*** Listed records Section Begins ***

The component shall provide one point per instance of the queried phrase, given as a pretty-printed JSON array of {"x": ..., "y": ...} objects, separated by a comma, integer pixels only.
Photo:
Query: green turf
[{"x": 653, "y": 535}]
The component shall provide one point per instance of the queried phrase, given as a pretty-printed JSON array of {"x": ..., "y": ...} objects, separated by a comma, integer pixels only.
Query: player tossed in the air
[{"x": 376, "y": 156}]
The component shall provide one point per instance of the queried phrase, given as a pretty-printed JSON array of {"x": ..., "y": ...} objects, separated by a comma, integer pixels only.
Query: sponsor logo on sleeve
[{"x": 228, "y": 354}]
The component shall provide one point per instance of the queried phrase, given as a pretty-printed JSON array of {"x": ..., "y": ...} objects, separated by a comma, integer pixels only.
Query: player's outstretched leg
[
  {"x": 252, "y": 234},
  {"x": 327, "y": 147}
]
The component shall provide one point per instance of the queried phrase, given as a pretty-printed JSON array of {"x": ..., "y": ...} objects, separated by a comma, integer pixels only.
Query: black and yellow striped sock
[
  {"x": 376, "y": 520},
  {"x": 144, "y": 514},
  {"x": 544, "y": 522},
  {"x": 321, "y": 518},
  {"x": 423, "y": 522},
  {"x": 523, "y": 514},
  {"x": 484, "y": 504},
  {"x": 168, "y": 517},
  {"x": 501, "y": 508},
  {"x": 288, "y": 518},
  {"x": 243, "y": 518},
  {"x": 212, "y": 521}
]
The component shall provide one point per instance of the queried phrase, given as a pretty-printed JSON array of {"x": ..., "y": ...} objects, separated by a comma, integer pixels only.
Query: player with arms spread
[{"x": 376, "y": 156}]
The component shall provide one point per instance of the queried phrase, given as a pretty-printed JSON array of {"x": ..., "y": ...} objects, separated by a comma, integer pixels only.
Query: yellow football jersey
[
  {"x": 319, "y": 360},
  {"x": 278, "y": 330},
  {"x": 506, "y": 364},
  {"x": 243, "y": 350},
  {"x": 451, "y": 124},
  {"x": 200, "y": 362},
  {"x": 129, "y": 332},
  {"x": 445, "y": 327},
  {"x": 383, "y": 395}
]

*** Listed records Section Ends ***

Every record, from the first to the last, should be transcribed exactly.

The component shall provide one point per instance of the queried phrase, given as a pretty-printed JSON array of {"x": ..., "y": ...} objects, separated by a comma, integer pixels only.
Photo:
Query: green turf
[{"x": 653, "y": 535}]
The component shall provide one point per instance of the queried phrase, given as a pretty-printed JSON array of {"x": ..., "y": ...} objects, separated by a comma, integer pixels only.
Query: player tossed in the air
[{"x": 376, "y": 156}]
The component shall provide one point per instance of the queried phrase, given as a pretty-printed JSON array of {"x": ..., "y": ...} objects, separated by a comma, integer pixels only.
Query: sponsor logo on sleeve
[{"x": 228, "y": 354}]
The component shall provide one point per instance of the queried phrase, given as a pretty-printed JSON array of {"x": ..., "y": ...} objects, separated by a comma, integer pixels only.
Query: player's outstretched leg
[
  {"x": 252, "y": 234},
  {"x": 327, "y": 147}
]
The component shall provide one point per instance of the queried phrase, given as a pretty-printed JSON array of {"x": ..., "y": ...} objects, separated by a comma, integer pixels only.
Query: black and yellow striped sock
[
  {"x": 376, "y": 520},
  {"x": 144, "y": 514},
  {"x": 544, "y": 522},
  {"x": 321, "y": 518},
  {"x": 423, "y": 522},
  {"x": 523, "y": 514},
  {"x": 484, "y": 504},
  {"x": 168, "y": 517},
  {"x": 501, "y": 508},
  {"x": 288, "y": 518},
  {"x": 243, "y": 518},
  {"x": 212, "y": 521}
]
The component shall provide one point per instance of the queried phrase, given as a pretty-printed JSON array of {"x": ..., "y": ...} objects, separated by a comma, integer pixels only.
Query: player with arms spread
[{"x": 376, "y": 156}]
The component shall provide one point per instance of the queried phrase, given as a pretty-printed JSON array of {"x": ..., "y": ...} objects, separated by a comma, integer pixels only.
Query: yellow football jersey
[
  {"x": 319, "y": 360},
  {"x": 278, "y": 330},
  {"x": 506, "y": 364},
  {"x": 243, "y": 350},
  {"x": 451, "y": 124},
  {"x": 200, "y": 362},
  {"x": 129, "y": 332},
  {"x": 445, "y": 327},
  {"x": 383, "y": 395}
]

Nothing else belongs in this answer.